TASK REQUIREMENTS —
1. Repeat the passage of the welfare reform article starting at "A package of" and ending at "no longer working.".
2. In the welfare reform article, what reason did Tony Blair give the Cabinet for changing the benefit system?

Stay up to date with notifications from The Independent

Notifications can be managed in browser preferences.

Blair: `We'll build a Welfare State for the 21st century'

Anthony Bevins
Friday 16 January 1998 00:02 GMT
Comments

The failure of welfare was described in graphic detail by the Government yesterday, with Tony Blair taking charge of a campaign to deliver more help to the poor, while the well-off provide more help for themselves. Anthony Bevins, Political Editor, analyses the latest `Case for Welfare Reform'.

A package of seven welfare reform focus files yesterday described the problem with a welfare benefit system that, as the Prime Minister told the Cabinet, was no longer working.

"We are a party committed to social justice and yet there is more poverty and social division coming out of the current system, as well as a growing cost to ordinary taxpayers," he told his colleagues before embarking on his first roadshow meeting, in the West Midlands, to make a personal case for change.

The latest fact-packed dossier updates information last presented to the country in 1993 by Peter Lilley, the Tory social security secretary, in a document called, "The Growth of Social Security".

(Extracted records)
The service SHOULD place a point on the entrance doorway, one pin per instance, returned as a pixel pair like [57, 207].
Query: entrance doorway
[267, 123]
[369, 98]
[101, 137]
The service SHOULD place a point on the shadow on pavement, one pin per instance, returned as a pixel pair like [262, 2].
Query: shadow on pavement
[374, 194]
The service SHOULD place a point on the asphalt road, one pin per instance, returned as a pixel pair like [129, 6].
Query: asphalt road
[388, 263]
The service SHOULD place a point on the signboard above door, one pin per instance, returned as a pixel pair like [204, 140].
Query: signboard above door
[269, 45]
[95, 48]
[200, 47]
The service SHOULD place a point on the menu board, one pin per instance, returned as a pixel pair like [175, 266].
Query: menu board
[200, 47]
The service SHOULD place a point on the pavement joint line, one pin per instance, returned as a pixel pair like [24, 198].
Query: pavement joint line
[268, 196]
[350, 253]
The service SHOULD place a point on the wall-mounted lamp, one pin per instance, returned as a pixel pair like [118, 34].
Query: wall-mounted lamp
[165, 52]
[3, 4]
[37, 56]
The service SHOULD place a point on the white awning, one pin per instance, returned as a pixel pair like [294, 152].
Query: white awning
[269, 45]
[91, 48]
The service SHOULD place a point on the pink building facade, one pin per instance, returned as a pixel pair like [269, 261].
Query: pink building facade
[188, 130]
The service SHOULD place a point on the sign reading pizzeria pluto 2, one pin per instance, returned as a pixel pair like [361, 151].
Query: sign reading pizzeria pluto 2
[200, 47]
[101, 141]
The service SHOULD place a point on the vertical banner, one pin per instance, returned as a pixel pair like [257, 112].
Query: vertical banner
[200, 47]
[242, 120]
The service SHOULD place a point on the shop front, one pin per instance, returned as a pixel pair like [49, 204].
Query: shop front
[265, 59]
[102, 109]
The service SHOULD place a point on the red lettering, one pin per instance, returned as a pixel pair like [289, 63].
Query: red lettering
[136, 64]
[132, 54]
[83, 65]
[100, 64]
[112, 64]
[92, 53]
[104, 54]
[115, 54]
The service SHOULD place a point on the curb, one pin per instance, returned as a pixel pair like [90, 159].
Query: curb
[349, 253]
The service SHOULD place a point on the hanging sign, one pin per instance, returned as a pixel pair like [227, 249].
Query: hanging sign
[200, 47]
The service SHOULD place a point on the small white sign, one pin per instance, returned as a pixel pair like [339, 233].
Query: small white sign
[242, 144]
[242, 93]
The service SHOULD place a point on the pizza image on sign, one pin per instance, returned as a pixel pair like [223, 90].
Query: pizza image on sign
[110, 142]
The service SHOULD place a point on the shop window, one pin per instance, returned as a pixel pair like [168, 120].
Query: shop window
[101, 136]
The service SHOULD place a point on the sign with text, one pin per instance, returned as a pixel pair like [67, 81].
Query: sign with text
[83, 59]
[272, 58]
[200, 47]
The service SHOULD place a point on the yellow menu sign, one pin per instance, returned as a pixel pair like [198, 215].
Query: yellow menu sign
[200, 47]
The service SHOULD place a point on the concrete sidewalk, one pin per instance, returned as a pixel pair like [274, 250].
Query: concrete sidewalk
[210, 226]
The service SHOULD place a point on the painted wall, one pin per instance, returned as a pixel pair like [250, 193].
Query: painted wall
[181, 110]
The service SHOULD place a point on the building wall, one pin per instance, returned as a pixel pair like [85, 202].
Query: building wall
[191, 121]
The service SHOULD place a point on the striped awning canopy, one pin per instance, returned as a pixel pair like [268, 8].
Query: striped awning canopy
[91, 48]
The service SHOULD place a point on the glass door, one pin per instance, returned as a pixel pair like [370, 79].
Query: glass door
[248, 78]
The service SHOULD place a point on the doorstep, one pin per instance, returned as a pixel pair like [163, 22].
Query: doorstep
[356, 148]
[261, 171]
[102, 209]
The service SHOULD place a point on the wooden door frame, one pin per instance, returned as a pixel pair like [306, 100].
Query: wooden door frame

SOLUTIONS TO THE EXERCISE —
1.
A package of seven welfare reform focus files yesterday described the problem with a welfare benefit system that, as the Prime Minister told the Cabinet, was no longer working.

2. He said the system was no longer working. Although his party was committed to social justice, the current system was producing more poverty and social division and a growing cost to ordinary taxpayers.